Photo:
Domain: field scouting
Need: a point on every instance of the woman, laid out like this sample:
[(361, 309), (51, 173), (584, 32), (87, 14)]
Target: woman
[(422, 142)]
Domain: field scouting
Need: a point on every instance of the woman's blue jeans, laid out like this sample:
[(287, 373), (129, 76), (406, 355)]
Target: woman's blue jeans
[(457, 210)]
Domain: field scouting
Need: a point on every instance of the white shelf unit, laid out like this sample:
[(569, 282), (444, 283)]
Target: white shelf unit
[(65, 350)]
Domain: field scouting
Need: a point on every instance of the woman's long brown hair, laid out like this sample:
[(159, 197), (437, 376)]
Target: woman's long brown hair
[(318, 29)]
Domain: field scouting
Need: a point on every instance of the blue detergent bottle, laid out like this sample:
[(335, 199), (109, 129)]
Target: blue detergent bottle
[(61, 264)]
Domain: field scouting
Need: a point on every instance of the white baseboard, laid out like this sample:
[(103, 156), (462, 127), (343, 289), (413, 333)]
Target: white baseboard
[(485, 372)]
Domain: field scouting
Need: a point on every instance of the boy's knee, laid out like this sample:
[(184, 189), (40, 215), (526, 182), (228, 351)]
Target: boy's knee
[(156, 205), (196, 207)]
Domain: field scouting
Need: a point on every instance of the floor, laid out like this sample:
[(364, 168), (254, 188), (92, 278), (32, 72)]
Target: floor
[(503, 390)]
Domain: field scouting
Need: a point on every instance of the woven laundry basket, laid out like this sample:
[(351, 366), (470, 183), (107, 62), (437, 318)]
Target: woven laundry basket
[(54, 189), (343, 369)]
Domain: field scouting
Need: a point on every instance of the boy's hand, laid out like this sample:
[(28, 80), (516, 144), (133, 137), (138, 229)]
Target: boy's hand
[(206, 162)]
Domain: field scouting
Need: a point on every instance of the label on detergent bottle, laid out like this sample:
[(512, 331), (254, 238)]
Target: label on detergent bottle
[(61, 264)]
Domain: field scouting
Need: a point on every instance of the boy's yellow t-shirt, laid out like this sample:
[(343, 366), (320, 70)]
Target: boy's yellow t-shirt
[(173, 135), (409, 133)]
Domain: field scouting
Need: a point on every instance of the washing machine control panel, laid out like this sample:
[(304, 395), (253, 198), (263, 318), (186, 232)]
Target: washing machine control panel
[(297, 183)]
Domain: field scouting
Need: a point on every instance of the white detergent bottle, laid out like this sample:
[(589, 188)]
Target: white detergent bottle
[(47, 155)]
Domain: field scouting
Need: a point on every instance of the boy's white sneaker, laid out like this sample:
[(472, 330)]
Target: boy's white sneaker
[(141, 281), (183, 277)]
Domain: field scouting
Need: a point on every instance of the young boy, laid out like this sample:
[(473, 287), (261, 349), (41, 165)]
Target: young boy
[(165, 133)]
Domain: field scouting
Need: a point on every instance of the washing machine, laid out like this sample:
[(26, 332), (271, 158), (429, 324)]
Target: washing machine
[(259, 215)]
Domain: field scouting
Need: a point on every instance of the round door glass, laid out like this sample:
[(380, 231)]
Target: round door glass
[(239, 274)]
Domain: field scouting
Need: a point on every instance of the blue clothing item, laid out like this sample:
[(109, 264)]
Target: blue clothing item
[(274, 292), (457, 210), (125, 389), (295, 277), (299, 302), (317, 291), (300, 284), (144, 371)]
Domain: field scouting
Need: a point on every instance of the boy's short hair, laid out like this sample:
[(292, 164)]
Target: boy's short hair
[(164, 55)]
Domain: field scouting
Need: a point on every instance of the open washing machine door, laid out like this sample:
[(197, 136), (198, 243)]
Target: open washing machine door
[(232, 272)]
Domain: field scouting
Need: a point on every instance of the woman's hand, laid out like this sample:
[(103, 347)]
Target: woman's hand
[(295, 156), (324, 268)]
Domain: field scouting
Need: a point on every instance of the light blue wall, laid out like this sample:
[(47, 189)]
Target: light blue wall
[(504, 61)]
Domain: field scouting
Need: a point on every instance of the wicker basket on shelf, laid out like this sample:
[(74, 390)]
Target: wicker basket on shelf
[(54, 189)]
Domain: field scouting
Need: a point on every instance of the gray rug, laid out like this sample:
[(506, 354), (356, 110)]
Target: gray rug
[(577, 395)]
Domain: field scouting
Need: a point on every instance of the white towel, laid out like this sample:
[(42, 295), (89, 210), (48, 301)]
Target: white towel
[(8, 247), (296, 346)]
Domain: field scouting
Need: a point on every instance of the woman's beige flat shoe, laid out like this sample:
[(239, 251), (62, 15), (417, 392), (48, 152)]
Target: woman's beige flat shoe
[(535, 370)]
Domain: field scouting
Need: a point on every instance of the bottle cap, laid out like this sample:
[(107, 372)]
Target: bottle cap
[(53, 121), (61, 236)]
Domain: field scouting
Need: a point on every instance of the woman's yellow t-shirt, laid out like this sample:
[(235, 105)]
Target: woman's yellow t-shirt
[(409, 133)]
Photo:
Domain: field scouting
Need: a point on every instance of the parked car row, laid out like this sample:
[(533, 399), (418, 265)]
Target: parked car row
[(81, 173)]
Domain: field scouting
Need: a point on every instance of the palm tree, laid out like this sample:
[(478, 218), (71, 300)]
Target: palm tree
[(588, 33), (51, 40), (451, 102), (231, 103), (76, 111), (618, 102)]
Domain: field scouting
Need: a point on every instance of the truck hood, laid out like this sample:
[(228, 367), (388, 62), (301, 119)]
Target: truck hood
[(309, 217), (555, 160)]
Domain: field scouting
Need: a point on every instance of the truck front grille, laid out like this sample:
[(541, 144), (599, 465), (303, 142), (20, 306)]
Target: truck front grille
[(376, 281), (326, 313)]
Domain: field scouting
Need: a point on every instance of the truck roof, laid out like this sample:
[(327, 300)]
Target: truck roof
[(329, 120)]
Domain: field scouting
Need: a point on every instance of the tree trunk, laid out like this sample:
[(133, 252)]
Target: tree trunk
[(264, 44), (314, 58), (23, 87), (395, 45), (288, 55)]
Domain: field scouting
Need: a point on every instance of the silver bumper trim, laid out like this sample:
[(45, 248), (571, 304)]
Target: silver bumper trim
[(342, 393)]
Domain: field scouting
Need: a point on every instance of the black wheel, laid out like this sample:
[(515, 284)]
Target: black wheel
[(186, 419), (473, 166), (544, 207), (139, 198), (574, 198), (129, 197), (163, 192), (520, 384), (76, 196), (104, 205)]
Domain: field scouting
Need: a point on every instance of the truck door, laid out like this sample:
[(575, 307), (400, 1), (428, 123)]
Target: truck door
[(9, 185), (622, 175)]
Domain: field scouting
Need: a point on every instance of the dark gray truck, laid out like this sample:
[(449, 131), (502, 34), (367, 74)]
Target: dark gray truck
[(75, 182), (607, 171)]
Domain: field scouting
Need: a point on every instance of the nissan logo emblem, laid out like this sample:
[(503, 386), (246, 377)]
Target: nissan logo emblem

◇ ◇ ◇ ◇

• _What is required_: In the data above, find the line with "Target: blue detergent bottle" and the line with "[(26, 332), (271, 158), (429, 324)]". Retype both, plus every line between them, exactly.

• _Result of the exercise_:
Target: blue detergent bottle
[(61, 264)]
Domain: field scouting
Need: a point on every instance of the white baseboard, laid out like this sample:
[(103, 156), (462, 127), (343, 289), (413, 333)]
Target: white baseboard
[(485, 372)]
Domain: field scouting
Need: a point on every instance of the boy's knee, laid out like this sample:
[(184, 189), (40, 215), (526, 182), (228, 351)]
Target: boy's knee
[(156, 205), (196, 207)]
Domain: field scouting
Need: a point on every instance of the floor, laid out like this sample:
[(364, 168), (254, 188), (92, 278), (32, 72)]
Target: floor
[(503, 390)]
Domain: field scouting
Need: a point on every instance of the woven laundry basket, laid out like this sample:
[(351, 366), (470, 183), (107, 62), (437, 318)]
Target: woven laundry basket
[(54, 189), (343, 369)]
Domain: field scouting
Need: a point on every instance of the boy's hand, laid out like this sample:
[(28, 80), (516, 144), (133, 137), (138, 229)]
Target: boy's hand
[(206, 162)]
Domain: field scouting
Need: a point on every instance of the label on detergent bottle, laid out like this sample:
[(512, 331), (254, 238)]
Target: label on detergent bottle
[(61, 264)]
Domain: field scouting
Need: a point on every instance of the boy's yellow t-shirt, laid out like this sample:
[(343, 366), (320, 70)]
Target: boy's yellow t-shirt
[(173, 135), (409, 133)]
Domain: field scouting
Need: a point on every instance of the washing machine control panel, laid out like this sample:
[(304, 395), (253, 198), (263, 318), (186, 232)]
Target: washing machine control panel
[(297, 183)]
Domain: field scouting
Need: a point on every instance of the white detergent bottle, laid out like this sample:
[(589, 188)]
Target: white detergent bottle
[(47, 155)]
Domain: field scouting
Need: a point on every instance of the boy's white sneaker, laid out like this sample:
[(472, 330)]
Target: boy's white sneaker
[(141, 281), (183, 277)]
Domain: field scouting
Need: a point on every instance of the young boy, laid out like this sample:
[(473, 287), (261, 349), (41, 165)]
Target: young boy
[(165, 133)]
Domain: field scouting
Need: a point on every instance of the washing machine, laid out like this sample:
[(26, 332), (271, 158), (429, 324)]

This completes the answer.